### SÉRIE DE TÂCHES
[A] Les affirmations suivantes concordent-elles avec le texte source ? Répondez par oui ou par non à chacune, en citant mot pour mot les termes du texte qui permettent de trancher. (i) La conférence internationale a eu lieu à New Delhi. (ii) L’étude de l’ILRI compte trois auteurs. (iii) Selon les auteurs de l’étude, l’intensification de l’élevage dans les pays en développement vise avant tout à protéger la santé humaine.
[B] Recopiez sans aucune modification le passage du texte source qui commence par « Dans une étude » et se poursuit jusqu’à « la santé humaine. ».

### TEXTE SOURCE
↓
Le rapport de l’IFPRI est l’un des trois qui ont été réalisés sur la question et rendus publics à l’occasion d’une conférence internationale sur l’effet de levier de l’agriculture pour améliorer la nutrition et la santé (International Conference on Leveraging Agriculture for Improving Nutrition & Health), qui s’est tenue du 10 au 12 février à New Delhi, en Inde.
Dans une étude et une évaluation destinées à un futur ouvrage, l’Institut international de recherche sur le bétail (ILRI) tire la sonnette d’alarme sur les risques de propagation des maladies animales. Les habitants des pays en développement sont en effet de plus en plus nombreux à pouvoir s’acheter de la viande, et on assiste à une accélération de l’élevage intensif pour satisfaire cette demande croissante.
Delia Grace et John McDermott, les auteurs de l’étude, indiquent que l’intensification de l’élevage dans les pays en développement a généralement pour objectifs l’augmentation de la production alimentaire et la génération de profits, et qu’on se soucie peu des conséquences potentielles sur la santé humaine.
↑
### DONNÉES FOURNIES
↓
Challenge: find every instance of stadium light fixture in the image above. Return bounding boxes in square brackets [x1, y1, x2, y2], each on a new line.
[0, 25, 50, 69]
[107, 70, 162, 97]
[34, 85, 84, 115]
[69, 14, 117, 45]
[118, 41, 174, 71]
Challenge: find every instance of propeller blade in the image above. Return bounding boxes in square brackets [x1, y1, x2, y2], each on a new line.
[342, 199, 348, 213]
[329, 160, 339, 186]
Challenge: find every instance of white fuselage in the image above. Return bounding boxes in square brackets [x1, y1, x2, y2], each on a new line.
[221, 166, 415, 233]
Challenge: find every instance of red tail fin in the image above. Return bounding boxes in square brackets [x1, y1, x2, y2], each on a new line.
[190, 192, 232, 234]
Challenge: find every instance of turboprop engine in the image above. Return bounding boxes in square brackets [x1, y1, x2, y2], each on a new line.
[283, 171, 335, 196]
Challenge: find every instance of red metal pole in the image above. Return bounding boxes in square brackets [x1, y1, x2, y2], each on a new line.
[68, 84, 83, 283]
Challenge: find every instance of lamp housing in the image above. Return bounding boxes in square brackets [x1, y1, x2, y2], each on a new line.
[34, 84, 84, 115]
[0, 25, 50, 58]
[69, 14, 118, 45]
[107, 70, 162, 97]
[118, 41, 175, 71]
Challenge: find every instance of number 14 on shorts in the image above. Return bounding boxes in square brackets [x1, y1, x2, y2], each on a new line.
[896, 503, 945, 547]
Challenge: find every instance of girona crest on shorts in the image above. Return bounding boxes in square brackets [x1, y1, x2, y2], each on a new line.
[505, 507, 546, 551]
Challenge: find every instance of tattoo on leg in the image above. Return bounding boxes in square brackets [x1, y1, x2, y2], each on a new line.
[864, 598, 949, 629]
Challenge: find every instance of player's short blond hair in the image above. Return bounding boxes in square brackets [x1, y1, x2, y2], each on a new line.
↑
### CORRIGÉ DES EXERCICES
[A]
(i) Oui : « qui s’est tenue du 10 au 12 février à New Delhi, en Inde ».
(ii) Non : « Delia Grace et John McDermott, les auteurs de l’étude ».
(iii) Non : « a généralement pour objectifs l’augmentation de la production alimentaire et la génération de profits, et qu’on se soucie peu des conséquences potentielles sur la santé humaine ».

[B]
Dans une étude et une évaluation destinées à un futur ouvrage, l’Institut international de recherche sur le bétail (ILRI) tire la sonnette d’alarme sur les risques de propagation des maladies animales. Les habitants des pays en développement sont en effet de plus en plus nombreux à pouvoir s’acheter de la viande, et on assiste à une accélération de l’élevage intensif pour satisfaire cette demande croissante.
Delia Grace et John McDermott, les auteurs de l’étude, indiquent que l’intensification de l’élevage dans les pays en développement a généralement pour objectifs l’augmentation de la production alimentaire et la génération de profits, et qu’on se soucie peu des conséquences potentielles sur la santé humaine.